EXERCISE PASSAGE:
The brain is a funny thing.
No matter where we go, or what we do, we’re stuck with it; this private prism by which we see and understand the world around us.
From this 1400 gram grey mass we can have up to 60,000 thoughts a day. There are some we might decide to share, and others that we keep to ourselves.
But how do we determine what sort of brain behaviour is ‘normal’, given we have nothing, really, to compare it to?
What thoughts, feelings, anxieties and actions are serious red flags, that indicate we might need some help with our mental health?
For some, symptoms of their mental illness began surfacing in childhood, meaning that they’ve never known anything different.
Mamamia spoke to Australian psychologist Tahnee Schulz about some of the key indicators – which might not be immediately obvious – that an individual might need to seek professional help for their mental health.
While these symptoms pertain mostly to depression and anxiety, the two most common mental illnesses among adults, they are also applicable to mental health conditions more broadly, such as post-traumatic stress disorder, obsessive compulsive disorder and bipolar disorder.

Referring expression data

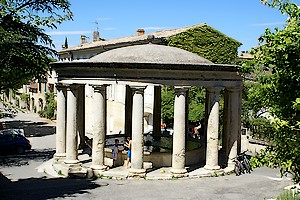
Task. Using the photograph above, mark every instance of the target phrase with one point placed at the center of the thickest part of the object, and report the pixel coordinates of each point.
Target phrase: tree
(279, 56)
(26, 49)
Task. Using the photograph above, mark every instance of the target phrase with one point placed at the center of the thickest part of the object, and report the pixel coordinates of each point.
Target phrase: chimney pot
(140, 31)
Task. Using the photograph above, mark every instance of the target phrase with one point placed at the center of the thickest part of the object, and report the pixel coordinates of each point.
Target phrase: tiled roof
(129, 39)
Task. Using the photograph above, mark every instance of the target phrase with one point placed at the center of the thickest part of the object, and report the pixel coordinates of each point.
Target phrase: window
(111, 92)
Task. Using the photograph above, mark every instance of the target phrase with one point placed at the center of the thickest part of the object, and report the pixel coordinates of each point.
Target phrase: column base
(59, 158)
(139, 173)
(71, 162)
(208, 167)
(179, 173)
(72, 170)
(99, 167)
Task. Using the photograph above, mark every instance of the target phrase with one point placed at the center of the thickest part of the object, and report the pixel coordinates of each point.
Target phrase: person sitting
(128, 145)
(115, 152)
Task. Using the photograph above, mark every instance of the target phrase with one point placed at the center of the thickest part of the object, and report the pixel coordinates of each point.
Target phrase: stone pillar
(234, 118)
(137, 149)
(178, 156)
(157, 112)
(99, 106)
(212, 129)
(128, 112)
(226, 124)
(60, 124)
(81, 116)
(71, 146)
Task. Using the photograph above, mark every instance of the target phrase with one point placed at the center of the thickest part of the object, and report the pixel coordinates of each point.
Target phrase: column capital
(234, 89)
(138, 89)
(99, 88)
(73, 86)
(60, 86)
(181, 89)
(214, 89)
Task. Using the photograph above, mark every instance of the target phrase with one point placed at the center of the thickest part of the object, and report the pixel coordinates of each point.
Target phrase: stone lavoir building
(137, 63)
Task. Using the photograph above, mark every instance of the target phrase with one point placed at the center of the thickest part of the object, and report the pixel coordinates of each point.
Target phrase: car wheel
(20, 150)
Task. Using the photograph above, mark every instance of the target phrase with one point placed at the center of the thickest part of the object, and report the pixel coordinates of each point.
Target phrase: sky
(243, 20)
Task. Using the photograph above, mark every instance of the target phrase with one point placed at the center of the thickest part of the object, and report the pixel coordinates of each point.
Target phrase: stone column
(212, 129)
(81, 116)
(71, 146)
(157, 111)
(226, 124)
(178, 156)
(128, 112)
(99, 127)
(234, 118)
(60, 124)
(137, 149)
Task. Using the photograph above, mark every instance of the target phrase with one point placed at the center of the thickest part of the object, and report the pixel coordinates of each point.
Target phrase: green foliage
(25, 97)
(50, 107)
(27, 48)
(167, 105)
(288, 195)
(196, 103)
(208, 43)
(279, 57)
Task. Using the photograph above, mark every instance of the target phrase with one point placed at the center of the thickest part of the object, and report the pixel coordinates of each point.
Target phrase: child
(128, 145)
(115, 151)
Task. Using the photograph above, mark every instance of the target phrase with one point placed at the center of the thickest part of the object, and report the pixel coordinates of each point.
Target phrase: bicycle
(242, 164)
(246, 162)
(238, 167)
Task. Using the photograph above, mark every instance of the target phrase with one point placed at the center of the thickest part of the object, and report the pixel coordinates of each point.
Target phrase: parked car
(13, 143)
(163, 131)
(12, 131)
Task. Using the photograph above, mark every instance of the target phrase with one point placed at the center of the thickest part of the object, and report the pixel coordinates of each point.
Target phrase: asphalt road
(19, 178)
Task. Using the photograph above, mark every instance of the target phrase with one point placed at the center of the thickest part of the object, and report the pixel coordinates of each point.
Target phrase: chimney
(83, 39)
(96, 36)
(140, 32)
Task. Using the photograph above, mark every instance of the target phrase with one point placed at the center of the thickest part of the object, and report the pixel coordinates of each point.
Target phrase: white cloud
(269, 24)
(68, 32)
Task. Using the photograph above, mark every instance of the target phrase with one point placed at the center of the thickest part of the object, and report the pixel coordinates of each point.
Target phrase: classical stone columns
(81, 116)
(61, 124)
(212, 129)
(226, 123)
(128, 111)
(157, 111)
(100, 127)
(71, 147)
(234, 123)
(137, 150)
(178, 157)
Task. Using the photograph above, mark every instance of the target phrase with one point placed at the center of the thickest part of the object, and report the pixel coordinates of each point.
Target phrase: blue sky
(243, 20)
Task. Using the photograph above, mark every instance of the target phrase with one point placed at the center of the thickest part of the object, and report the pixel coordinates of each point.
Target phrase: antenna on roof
(97, 25)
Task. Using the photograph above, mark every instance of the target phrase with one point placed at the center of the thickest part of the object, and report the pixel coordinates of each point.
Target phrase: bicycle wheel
(236, 170)
(247, 165)
(241, 167)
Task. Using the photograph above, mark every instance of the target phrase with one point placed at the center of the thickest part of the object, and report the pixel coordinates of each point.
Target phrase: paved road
(19, 178)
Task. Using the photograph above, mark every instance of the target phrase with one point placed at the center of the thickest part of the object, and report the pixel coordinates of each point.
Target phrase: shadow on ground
(20, 160)
(43, 188)
(32, 129)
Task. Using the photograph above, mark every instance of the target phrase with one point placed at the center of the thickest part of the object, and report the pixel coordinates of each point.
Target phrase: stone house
(116, 93)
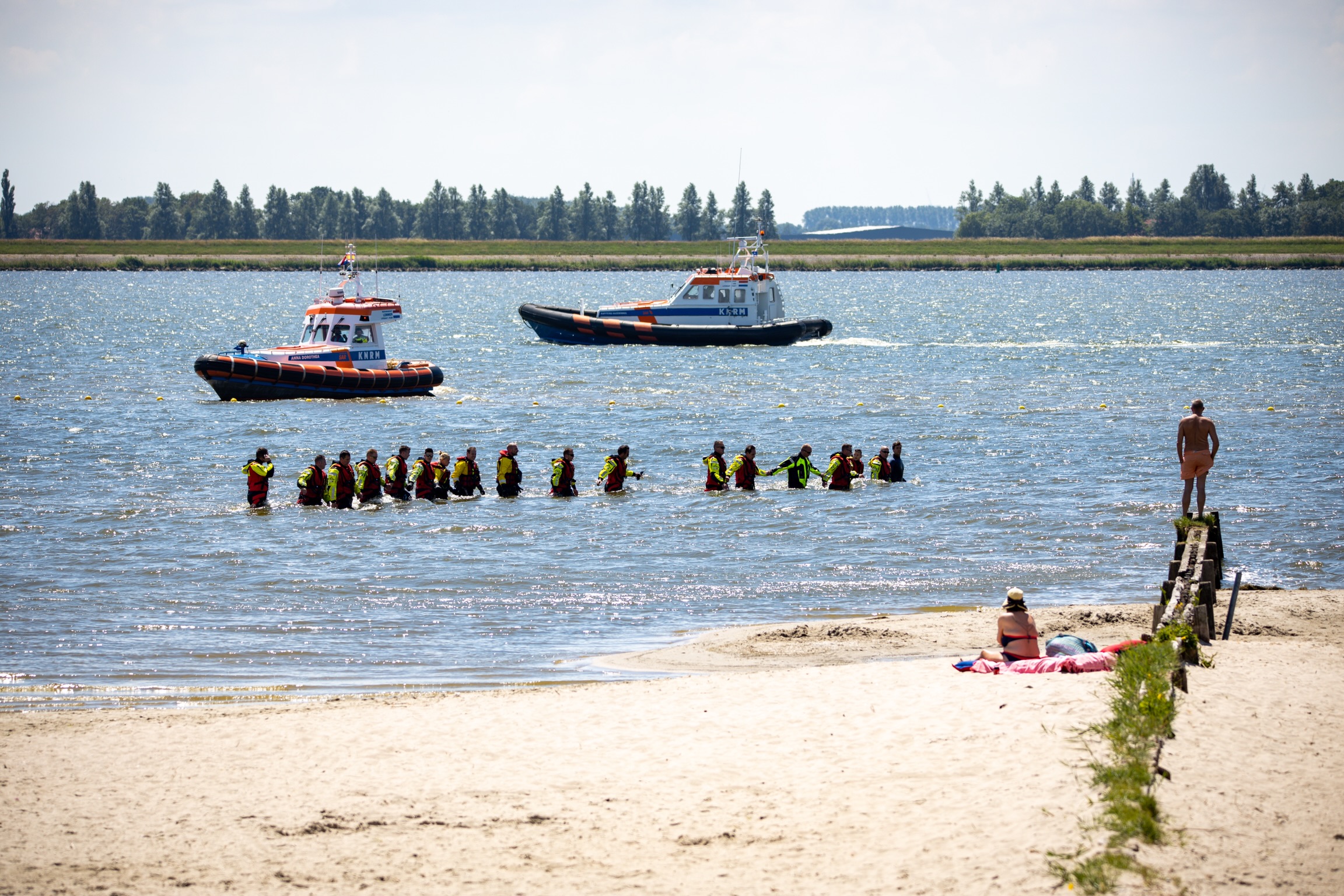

TASK OBJECTIVE: Write the next part of the article on signs of needing mental health help, picking up after its final sentence.

ANSWER FOR THIS EXERCISE:
1. Changes within yourself
“If they are thinking, feeling or behaving differently to how they would for two weeks or more,” Schulz says, that could be a significant warning sign.
For example, if an individual finds themselves no longer enjoying things they usually would, like exercise or hanging out with friends, that’s not something to dismissed.
Waking up one day and feeling a little depleted of energy might be normal, however, if this persists for a few weeks, it could be a sign of a mental health condition.
Changes in appetite is often a warning sign Schulz says, like “losing your appetite or having a high increase in appetite,” could be an indication that your mental health is affecting your adrenal glands or thyroid.
An illness can start out as some relatively subtle changes, like a lack of motivation or irritability, and intensify over time.